## Work to be completed
Copy each line below that contains "blue".

Excerpted records below:

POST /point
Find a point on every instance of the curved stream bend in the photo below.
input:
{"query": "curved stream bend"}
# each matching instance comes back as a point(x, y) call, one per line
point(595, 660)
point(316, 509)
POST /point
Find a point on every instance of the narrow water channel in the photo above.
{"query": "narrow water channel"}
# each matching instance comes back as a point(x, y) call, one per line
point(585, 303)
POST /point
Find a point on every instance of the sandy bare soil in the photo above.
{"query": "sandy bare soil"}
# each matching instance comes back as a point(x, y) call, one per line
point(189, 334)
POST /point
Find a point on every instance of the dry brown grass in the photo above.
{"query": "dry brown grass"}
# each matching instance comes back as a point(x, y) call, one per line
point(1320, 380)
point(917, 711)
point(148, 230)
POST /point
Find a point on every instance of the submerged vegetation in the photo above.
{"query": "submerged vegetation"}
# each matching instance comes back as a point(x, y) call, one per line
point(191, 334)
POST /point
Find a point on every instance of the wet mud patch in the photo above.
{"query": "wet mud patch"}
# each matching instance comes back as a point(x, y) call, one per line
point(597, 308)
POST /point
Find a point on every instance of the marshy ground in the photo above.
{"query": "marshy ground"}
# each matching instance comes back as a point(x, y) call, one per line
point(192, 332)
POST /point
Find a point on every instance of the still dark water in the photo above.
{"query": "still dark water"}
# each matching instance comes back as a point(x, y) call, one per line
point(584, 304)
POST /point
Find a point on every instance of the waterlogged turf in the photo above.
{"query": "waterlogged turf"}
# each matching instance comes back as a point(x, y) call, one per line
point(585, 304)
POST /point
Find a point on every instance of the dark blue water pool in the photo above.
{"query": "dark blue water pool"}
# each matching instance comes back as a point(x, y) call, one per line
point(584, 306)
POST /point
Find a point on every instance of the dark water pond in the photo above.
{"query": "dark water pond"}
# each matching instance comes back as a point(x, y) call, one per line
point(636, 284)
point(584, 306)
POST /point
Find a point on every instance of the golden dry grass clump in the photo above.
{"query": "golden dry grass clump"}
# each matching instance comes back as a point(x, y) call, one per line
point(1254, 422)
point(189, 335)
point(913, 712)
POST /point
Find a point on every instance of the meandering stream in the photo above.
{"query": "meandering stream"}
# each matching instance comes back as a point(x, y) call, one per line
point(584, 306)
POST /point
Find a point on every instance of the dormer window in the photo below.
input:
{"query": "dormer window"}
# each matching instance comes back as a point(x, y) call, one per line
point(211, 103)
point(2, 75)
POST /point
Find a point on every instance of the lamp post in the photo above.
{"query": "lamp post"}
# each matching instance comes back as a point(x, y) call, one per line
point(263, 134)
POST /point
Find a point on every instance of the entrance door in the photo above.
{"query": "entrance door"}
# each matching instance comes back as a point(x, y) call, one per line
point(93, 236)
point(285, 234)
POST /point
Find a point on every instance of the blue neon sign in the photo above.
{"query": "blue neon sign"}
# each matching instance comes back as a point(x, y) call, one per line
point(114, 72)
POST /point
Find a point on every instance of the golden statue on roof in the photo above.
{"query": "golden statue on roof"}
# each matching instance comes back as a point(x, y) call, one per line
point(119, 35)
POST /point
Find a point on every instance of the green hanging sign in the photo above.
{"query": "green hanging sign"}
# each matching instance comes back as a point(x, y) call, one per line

End of Excerpted records.

## Response for this exercise
Find a point on every instance of the dark blue water pool in the photo above.
{"query": "dark blue water pool"}
Find a point on every instance of the blue neon sign in the photo above.
{"query": "blue neon sign"}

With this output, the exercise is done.